(Referring expression pointing data)

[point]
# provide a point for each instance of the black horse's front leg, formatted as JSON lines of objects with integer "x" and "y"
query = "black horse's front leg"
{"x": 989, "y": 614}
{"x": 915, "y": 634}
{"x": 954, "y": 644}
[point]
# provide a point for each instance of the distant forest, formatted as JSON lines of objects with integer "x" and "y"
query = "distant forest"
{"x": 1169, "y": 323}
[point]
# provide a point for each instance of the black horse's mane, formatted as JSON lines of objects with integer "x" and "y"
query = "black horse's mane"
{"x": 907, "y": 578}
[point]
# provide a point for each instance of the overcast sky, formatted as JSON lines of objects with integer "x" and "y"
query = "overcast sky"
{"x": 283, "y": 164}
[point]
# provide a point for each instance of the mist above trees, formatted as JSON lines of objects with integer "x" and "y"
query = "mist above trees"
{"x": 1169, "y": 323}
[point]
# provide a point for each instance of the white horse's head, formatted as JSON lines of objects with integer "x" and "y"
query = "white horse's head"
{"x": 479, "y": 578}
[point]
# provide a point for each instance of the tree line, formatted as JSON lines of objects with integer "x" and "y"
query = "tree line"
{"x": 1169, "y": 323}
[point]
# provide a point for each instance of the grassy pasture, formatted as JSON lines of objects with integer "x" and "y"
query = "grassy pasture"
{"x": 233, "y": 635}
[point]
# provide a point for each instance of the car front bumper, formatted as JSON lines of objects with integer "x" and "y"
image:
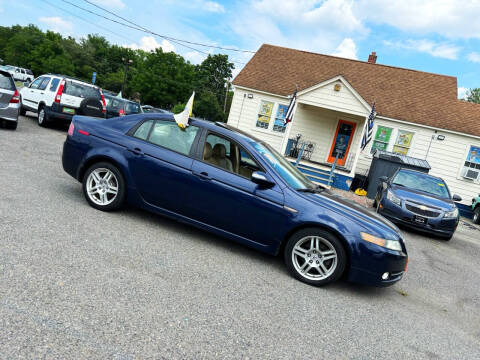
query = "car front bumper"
{"x": 10, "y": 112}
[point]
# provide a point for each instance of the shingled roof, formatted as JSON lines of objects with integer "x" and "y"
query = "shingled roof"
{"x": 402, "y": 94}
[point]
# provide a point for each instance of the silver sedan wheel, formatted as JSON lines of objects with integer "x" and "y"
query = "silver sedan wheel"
{"x": 314, "y": 258}
{"x": 102, "y": 186}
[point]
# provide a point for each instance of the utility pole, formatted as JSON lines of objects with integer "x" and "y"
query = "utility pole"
{"x": 126, "y": 63}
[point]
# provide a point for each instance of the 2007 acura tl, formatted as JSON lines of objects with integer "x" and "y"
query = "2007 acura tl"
{"x": 217, "y": 178}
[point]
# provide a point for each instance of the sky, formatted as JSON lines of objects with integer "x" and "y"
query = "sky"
{"x": 439, "y": 36}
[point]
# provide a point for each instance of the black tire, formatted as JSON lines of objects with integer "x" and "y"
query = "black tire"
{"x": 476, "y": 215}
{"x": 118, "y": 200}
{"x": 334, "y": 271}
{"x": 42, "y": 117}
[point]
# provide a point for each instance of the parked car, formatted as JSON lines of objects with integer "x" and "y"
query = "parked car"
{"x": 151, "y": 109}
{"x": 9, "y": 100}
{"x": 419, "y": 200}
{"x": 120, "y": 107}
{"x": 20, "y": 74}
{"x": 60, "y": 97}
{"x": 217, "y": 178}
{"x": 476, "y": 209}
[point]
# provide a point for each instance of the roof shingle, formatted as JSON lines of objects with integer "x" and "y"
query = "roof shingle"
{"x": 403, "y": 94}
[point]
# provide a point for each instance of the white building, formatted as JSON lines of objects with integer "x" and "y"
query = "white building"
{"x": 419, "y": 115}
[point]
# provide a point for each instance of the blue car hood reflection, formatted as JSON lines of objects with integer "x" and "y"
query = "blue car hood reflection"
{"x": 423, "y": 198}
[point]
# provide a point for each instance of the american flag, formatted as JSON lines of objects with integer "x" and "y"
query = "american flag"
{"x": 291, "y": 107}
{"x": 367, "y": 134}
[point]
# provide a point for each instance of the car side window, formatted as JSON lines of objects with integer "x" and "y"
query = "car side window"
{"x": 143, "y": 130}
{"x": 54, "y": 84}
{"x": 169, "y": 135}
{"x": 44, "y": 83}
{"x": 36, "y": 83}
{"x": 229, "y": 156}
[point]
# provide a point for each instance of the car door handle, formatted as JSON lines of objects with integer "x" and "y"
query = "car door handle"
{"x": 202, "y": 175}
{"x": 136, "y": 151}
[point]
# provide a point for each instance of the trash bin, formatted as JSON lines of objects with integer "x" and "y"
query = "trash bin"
{"x": 385, "y": 163}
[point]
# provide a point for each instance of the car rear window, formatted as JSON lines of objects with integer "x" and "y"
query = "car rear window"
{"x": 6, "y": 81}
{"x": 80, "y": 90}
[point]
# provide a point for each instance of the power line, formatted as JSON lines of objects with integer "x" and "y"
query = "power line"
{"x": 168, "y": 37}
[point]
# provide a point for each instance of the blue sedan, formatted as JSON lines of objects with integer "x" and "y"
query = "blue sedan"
{"x": 419, "y": 201}
{"x": 220, "y": 179}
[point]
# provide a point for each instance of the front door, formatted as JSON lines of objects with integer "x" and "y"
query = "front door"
{"x": 342, "y": 141}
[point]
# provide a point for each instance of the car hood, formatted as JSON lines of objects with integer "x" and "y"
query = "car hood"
{"x": 366, "y": 216}
{"x": 423, "y": 198}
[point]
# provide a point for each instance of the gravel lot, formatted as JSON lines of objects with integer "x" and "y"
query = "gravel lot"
{"x": 79, "y": 283}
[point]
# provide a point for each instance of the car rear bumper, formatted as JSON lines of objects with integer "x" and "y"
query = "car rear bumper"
{"x": 10, "y": 113}
{"x": 436, "y": 226}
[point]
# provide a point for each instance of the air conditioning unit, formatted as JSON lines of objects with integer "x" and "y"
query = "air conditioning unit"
{"x": 470, "y": 173}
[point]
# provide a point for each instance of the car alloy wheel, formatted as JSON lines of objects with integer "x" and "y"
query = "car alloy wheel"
{"x": 102, "y": 186}
{"x": 314, "y": 258}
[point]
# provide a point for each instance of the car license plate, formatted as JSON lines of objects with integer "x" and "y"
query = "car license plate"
{"x": 419, "y": 219}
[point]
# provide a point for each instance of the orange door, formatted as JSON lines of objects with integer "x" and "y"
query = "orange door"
{"x": 342, "y": 141}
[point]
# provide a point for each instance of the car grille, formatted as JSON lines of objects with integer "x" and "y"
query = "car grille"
{"x": 427, "y": 212}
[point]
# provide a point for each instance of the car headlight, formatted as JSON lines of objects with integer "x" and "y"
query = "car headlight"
{"x": 391, "y": 196}
{"x": 389, "y": 244}
{"x": 451, "y": 214}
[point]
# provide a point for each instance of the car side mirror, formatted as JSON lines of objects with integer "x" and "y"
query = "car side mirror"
{"x": 260, "y": 178}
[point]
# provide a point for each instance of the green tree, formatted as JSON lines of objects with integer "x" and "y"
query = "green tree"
{"x": 473, "y": 95}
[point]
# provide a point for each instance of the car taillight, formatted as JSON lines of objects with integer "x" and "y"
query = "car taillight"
{"x": 15, "y": 98}
{"x": 104, "y": 103}
{"x": 58, "y": 97}
{"x": 71, "y": 128}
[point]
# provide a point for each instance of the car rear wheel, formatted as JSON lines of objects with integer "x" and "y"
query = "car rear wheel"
{"x": 42, "y": 117}
{"x": 315, "y": 256}
{"x": 476, "y": 215}
{"x": 104, "y": 187}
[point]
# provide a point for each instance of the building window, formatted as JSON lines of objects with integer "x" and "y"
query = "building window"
{"x": 382, "y": 138}
{"x": 279, "y": 123}
{"x": 403, "y": 143}
{"x": 471, "y": 168}
{"x": 264, "y": 114}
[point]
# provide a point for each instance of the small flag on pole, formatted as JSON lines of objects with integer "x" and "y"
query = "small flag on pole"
{"x": 291, "y": 107}
{"x": 182, "y": 118}
{"x": 367, "y": 133}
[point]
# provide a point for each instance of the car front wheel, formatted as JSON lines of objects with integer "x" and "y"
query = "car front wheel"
{"x": 315, "y": 256}
{"x": 104, "y": 187}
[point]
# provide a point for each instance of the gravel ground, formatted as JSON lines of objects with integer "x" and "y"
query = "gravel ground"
{"x": 80, "y": 283}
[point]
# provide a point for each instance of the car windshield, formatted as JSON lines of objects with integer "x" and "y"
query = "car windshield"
{"x": 283, "y": 167}
{"x": 422, "y": 182}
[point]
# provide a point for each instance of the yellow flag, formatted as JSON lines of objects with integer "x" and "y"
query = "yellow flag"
{"x": 182, "y": 118}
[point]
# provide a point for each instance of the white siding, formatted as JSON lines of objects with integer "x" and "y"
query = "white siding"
{"x": 326, "y": 97}
{"x": 445, "y": 157}
{"x": 244, "y": 112}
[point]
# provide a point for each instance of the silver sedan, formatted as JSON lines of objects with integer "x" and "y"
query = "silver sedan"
{"x": 9, "y": 101}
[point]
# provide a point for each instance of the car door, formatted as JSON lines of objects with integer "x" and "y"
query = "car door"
{"x": 225, "y": 196}
{"x": 159, "y": 158}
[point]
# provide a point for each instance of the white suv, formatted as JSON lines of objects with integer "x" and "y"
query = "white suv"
{"x": 61, "y": 97}
{"x": 20, "y": 74}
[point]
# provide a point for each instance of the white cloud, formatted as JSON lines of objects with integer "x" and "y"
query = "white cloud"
{"x": 441, "y": 50}
{"x": 113, "y": 4}
{"x": 474, "y": 57}
{"x": 213, "y": 6}
{"x": 462, "y": 92}
{"x": 57, "y": 24}
{"x": 149, "y": 43}
{"x": 449, "y": 18}
{"x": 346, "y": 49}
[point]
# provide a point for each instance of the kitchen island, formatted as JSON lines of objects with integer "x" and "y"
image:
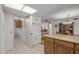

**Directions:** Your answer should be the exact lines above from the one with "sedan wheel, formatted" through the one with "# provide a point for each instance of the sky, formatted", both included, and nothing besides.

**Written answer:**
# provide a point for each instance of the silver sedan wheel, formatted as JSON lines of objects with integer "x" and "y"
query = "silver sedan wheel"
{"x": 314, "y": 258}
{"x": 102, "y": 186}
[point]
# provide a point for each instance of the utility pole, formatted as JSON lines of objects with integer "x" and "y"
query = "utility pole"
{"x": 126, "y": 63}
[point]
# provide a point for each instance of the 2007 acura tl, formatted as JSON lines of objects with integer "x" and "y"
query = "2007 acura tl"
{"x": 217, "y": 178}
[point]
# provide a point for each instance of the sky, formatted as JSON lines of objects with integer "x" and "y"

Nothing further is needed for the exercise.